»»

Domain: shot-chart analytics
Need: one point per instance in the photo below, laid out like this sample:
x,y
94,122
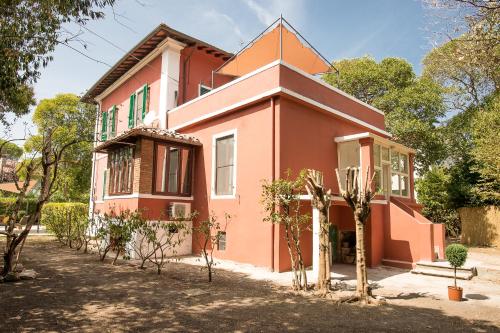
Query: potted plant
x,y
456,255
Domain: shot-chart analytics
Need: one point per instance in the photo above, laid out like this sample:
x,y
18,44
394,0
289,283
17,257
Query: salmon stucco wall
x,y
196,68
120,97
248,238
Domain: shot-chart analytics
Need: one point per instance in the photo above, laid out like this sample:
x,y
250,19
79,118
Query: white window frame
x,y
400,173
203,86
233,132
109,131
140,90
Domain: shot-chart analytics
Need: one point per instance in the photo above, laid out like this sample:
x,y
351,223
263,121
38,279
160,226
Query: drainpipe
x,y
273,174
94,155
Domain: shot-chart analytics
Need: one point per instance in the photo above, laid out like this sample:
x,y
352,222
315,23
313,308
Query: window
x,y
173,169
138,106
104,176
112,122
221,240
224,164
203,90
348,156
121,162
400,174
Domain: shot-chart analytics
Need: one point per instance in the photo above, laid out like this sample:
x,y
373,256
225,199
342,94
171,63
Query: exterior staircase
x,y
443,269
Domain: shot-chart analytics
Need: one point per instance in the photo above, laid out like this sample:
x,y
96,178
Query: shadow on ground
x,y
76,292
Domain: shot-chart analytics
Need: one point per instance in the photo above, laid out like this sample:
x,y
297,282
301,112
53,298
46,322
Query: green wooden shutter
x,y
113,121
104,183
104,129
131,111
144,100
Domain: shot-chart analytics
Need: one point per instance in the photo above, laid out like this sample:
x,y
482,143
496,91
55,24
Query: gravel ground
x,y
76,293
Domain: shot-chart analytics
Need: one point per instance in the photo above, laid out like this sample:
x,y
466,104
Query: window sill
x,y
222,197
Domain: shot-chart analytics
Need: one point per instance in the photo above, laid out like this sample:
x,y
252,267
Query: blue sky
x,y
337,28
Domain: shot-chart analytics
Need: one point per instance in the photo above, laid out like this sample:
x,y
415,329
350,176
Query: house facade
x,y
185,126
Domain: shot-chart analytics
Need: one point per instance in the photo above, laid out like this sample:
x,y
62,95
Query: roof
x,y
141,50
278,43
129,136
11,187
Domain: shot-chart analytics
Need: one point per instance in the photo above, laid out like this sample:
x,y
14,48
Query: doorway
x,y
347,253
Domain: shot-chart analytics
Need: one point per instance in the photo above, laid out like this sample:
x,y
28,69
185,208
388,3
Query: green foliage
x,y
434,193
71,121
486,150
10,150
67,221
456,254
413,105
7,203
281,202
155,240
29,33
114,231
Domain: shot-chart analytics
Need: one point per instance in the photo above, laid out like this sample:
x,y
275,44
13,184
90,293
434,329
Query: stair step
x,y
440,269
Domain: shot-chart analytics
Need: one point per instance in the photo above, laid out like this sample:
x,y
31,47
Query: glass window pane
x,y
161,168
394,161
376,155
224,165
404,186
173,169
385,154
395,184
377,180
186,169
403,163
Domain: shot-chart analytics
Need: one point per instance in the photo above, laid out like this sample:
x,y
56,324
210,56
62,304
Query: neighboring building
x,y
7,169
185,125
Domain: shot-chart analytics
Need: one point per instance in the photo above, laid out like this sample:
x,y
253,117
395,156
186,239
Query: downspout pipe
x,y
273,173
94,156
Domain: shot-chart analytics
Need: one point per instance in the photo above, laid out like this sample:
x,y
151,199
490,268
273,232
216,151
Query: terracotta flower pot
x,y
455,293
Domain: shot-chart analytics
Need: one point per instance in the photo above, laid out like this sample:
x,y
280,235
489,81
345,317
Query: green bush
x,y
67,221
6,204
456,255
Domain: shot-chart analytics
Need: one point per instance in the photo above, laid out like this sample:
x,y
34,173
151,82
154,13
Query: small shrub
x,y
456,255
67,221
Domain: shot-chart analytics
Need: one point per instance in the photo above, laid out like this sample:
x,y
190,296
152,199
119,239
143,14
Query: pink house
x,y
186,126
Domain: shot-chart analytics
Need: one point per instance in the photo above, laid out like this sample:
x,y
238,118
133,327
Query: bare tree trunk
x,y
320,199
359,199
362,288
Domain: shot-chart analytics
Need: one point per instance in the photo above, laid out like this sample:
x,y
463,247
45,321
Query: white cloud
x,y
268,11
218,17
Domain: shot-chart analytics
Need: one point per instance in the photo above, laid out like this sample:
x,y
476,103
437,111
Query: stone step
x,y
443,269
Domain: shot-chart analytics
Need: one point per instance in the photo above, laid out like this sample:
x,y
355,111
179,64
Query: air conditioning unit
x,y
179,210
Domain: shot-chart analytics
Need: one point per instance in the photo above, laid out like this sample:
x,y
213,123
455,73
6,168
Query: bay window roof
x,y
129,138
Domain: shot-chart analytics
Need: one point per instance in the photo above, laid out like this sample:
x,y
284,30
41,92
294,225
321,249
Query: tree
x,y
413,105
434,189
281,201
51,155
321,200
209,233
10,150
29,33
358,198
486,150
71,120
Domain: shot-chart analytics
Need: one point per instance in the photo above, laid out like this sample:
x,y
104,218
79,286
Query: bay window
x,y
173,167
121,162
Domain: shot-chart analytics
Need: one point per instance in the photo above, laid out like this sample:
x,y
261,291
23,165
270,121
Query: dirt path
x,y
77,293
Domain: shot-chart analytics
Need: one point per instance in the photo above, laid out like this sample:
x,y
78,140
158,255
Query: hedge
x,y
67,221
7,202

««

■ Your assignment:
The copy must match the listing above exactly, except that it holds no pictures.

■ Reply to the task:
Domain: shot-chart analytics
Need: one point per instance in the photo below, laid out like this sample:
x,y
94,122
Query: potted plant
x,y
456,255
Domain: shot-chart analytics
Need: one point per instance in the photo above, laid out like this sample:
x,y
18,44
394,0
289,283
17,257
Query: salmon stucco wall
x,y
196,68
120,97
248,238
Domain: shot-chart analytics
Need: one point per instance in the photo above, laid out like this sample:
x,y
250,19
79,118
Query: white window frame
x,y
400,173
203,86
233,132
109,131
140,90
Domain: shot-chart analytics
Need: one point per instance in the photo above, laid out like this sample:
x,y
351,223
263,121
38,279
160,226
Query: drainpipe
x,y
273,174
94,155
Domain: shot-chart analytics
Need: one point per instance in the photo above, laid out like this sample:
x,y
352,222
315,23
313,308
Query: window
x,y
173,169
138,106
104,176
112,122
221,240
224,164
203,90
348,156
121,162
400,174
Domain: shot-chart analytics
Need: one point per instance in the photo above, laid out like this sample:
x,y
373,256
225,199
342,94
171,63
Query: exterior staircase
x,y
443,269
Domain: shot-chart analytics
Need: one point per instance in the photo above, laid out like this sample:
x,y
96,178
Query: shadow on ground
x,y
76,292
Domain: shot-chart analytics
Need: one point per instance in the photo above, laid out like this sample:
x,y
297,282
301,112
53,298
46,322
Query: green wooden shutter
x,y
113,121
104,183
104,129
131,111
144,100
Domain: shot-chart analytics
Need: one point per instance in the photo above, laid out like this sample:
x,y
482,143
496,91
55,24
Query: gravel ground
x,y
76,293
Domain: shot-chart analytics
Need: one point per instance in the photo above, laid out like this sample:
x,y
466,104
Query: window sill
x,y
222,197
Domain: shot-chart analytics
Need: one point per instance in the photo above, laid out like this sample:
x,y
252,267
Query: blue sky
x,y
337,28
Domain: shot-chart analytics
Need: one point per instance in the photo above, laid out like this sample:
x,y
415,329
350,176
Query: house facade
x,y
185,126
Domain: shot-chart analytics
Need: one point per instance in the photo above, laid out like this sample:
x,y
62,95
Query: roof
x,y
141,50
278,43
129,136
11,187
Domain: shot-chart analytics
Need: one point per instance in the photo above, laid out like this sample:
x,y
14,48
Query: doorway
x,y
347,253
Domain: shot-chart analytics
Need: one point per instance in the photo above, laid out like this sample:
x,y
28,69
185,208
388,3
Query: green foliage
x,y
434,193
71,121
486,150
10,150
67,221
456,254
413,105
7,203
281,202
155,240
29,33
114,231
Domain: shot-chart analytics
Need: one point per instance in the photo above, laid out like this sample:
x,y
275,44
13,184
90,293
434,329
Query: stair step
x,y
440,269
Domain: shot-chart analytics
Need: one point per instance in the photo above, laid out like this sample:
x,y
31,47
Query: glass window pane
x,y
161,168
394,161
376,155
224,165
404,186
173,169
385,154
395,184
377,180
186,169
403,163
Domain: shot-chart analytics
Need: one point per instance in the photo above, laid out like this sample:
x,y
56,324
210,56
62,304
Query: neighboring building
x,y
7,169
185,125
Domain: shot-chart analytics
Need: one point per instance in the photo above, laid out like this sample:
x,y
253,117
395,156
186,239
Query: downspout pipe
x,y
273,173
94,156
Domain: shot-chart analytics
Need: one point per instance in the photo above, laid out like this sample:
x,y
151,199
490,268
273,232
216,151
Query: terracotta flower pot
x,y
455,293
Domain: shot-chart analytics
Need: one point per instance in the photo above, laid out like this sample:
x,y
280,235
489,81
345,317
Query: green bush
x,y
67,221
6,204
456,255
Domain: shot-chart analytics
Need: one point per instance in the photo above, laid out like this sample:
x,y
34,173
151,82
154,13
Query: small shrub
x,y
456,255
67,221
Domain: shot-chart analytics
Need: one point per instance in the photo above, laid out like this sample:
x,y
190,296
152,199
119,239
143,14
Query: pink house
x,y
186,126
Domain: shot-chart analytics
Need: one point per instance in the photo above, laid out like this sample:
x,y
238,118
133,327
Query: bare tree trunk
x,y
320,199
359,199
362,288
Domain: shot-chart analytics
Need: one point per instance in the photo above, laid out like this sample:
x,y
463,247
45,321
Query: white cloud
x,y
268,11
218,17
Domain: shot-chart analytics
Need: one point per instance in the photo above, laid out like this sample:
x,y
476,103
437,111
Query: stone step
x,y
443,269
Domain: shot-chart analytics
Need: one point per instance in the photo above, laid out like this sample:
x,y
355,111
179,64
Query: air conditioning unit
x,y
179,210
Domain: shot-chart analytics
Need: one point per instance in the photo above, laid out like this sample:
x,y
213,123
455,73
6,168
Query: bay window roof
x,y
129,138
Domain: shot-chart analytics
Need: one point per instance in the photo above, laid out like this sample:
x,y
284,30
41,92
294,225
321,249
Query: tree
x,y
413,105
434,189
281,201
51,155
321,200
209,233
10,150
29,33
358,198
486,150
71,120
Domain: shot-chart analytics
Need: one point per instance in the photo above, laid out like this sample:
x,y
104,218
79,286
Query: bay window
x,y
173,167
121,162
Domain: shot-chart analytics
Need: one point per instance in the photo above, laid out like this sample:
x,y
261,291
23,165
270,121
Query: dirt path
x,y
77,293
Domain: shot-chart analytics
Need: one point per instance in the photo above, laid out like this sample:
x,y
78,140
158,255
Query: hedge
x,y
67,221
7,202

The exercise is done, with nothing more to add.